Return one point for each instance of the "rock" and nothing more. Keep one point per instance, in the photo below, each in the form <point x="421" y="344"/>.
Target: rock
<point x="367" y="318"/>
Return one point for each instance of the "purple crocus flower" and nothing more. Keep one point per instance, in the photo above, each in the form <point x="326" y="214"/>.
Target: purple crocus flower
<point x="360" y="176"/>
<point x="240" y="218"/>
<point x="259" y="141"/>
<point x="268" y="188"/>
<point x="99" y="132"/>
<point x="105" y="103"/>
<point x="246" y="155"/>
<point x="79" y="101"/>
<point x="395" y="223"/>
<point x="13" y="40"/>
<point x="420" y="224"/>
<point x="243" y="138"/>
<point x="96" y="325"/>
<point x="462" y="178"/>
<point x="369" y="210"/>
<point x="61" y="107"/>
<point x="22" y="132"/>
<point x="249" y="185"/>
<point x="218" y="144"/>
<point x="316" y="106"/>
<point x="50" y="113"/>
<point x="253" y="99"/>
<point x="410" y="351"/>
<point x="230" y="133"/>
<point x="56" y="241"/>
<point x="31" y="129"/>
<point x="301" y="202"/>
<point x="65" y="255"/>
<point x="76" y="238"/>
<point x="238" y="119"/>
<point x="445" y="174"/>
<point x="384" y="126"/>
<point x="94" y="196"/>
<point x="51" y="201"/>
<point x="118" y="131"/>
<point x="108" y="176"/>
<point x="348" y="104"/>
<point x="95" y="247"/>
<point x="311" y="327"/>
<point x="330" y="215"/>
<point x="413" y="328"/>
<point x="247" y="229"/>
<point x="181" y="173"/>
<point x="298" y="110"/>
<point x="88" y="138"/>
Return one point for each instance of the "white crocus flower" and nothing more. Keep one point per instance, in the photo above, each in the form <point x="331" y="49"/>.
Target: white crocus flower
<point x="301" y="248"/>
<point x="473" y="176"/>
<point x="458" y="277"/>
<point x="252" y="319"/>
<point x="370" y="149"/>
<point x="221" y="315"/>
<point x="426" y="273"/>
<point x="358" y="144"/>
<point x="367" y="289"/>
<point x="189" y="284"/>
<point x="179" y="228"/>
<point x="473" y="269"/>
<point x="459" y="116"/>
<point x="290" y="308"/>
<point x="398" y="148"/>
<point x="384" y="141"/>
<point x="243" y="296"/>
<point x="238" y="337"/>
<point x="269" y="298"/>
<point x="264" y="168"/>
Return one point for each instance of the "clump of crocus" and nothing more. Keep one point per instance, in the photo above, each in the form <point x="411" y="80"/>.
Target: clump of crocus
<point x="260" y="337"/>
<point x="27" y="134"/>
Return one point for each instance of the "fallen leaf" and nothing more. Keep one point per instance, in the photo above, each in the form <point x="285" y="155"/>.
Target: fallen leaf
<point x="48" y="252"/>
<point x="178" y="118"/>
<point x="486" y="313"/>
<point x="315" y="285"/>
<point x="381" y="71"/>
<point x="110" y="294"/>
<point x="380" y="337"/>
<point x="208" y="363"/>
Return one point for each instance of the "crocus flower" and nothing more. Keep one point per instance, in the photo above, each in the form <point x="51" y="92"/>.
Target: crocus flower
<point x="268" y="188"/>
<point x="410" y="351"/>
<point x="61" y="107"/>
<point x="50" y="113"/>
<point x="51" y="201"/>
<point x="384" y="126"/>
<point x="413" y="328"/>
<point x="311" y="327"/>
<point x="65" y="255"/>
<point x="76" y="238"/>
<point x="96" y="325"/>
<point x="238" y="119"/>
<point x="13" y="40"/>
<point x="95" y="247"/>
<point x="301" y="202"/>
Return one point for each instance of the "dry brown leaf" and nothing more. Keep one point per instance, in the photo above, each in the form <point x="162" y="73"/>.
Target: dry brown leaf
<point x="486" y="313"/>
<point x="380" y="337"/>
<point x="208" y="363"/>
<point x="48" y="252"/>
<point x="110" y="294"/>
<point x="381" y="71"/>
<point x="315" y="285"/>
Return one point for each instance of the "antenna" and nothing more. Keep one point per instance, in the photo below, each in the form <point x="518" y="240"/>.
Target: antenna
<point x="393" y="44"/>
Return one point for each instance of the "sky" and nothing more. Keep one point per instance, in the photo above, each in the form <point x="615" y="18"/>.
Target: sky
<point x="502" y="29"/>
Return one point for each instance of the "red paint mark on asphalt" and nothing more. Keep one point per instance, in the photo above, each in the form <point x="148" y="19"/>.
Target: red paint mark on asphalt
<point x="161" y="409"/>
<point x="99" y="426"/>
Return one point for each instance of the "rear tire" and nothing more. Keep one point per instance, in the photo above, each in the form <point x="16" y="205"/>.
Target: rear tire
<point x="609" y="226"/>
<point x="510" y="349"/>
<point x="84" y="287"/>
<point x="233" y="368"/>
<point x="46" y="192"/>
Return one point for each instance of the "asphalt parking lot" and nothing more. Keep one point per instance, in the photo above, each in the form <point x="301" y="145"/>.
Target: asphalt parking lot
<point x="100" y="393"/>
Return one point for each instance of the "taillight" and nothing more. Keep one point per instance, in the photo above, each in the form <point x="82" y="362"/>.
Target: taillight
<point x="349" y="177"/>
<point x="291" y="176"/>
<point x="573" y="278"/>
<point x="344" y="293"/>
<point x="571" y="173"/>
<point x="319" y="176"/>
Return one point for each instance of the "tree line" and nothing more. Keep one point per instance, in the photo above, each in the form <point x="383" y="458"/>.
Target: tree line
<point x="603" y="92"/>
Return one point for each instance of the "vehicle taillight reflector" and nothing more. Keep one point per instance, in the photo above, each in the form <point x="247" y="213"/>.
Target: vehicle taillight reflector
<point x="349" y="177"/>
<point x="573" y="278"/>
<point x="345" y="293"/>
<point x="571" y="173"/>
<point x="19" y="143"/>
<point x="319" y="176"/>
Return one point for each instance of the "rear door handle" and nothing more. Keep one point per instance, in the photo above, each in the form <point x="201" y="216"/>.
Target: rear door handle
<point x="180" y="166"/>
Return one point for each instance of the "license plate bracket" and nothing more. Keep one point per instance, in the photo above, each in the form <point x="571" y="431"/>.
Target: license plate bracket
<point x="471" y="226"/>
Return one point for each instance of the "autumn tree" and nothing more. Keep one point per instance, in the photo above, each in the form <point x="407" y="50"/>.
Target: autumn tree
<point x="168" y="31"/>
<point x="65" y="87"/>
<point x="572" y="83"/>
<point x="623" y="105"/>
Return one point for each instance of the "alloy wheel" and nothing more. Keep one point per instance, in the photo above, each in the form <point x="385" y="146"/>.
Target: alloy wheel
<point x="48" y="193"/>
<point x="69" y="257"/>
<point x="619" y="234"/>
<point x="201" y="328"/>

------------------------

◆ **Task to carry out**:
Count the lines in the items above that contain the word "autumn", and reply with that number alone.

◆ **Output of the exercise**:
2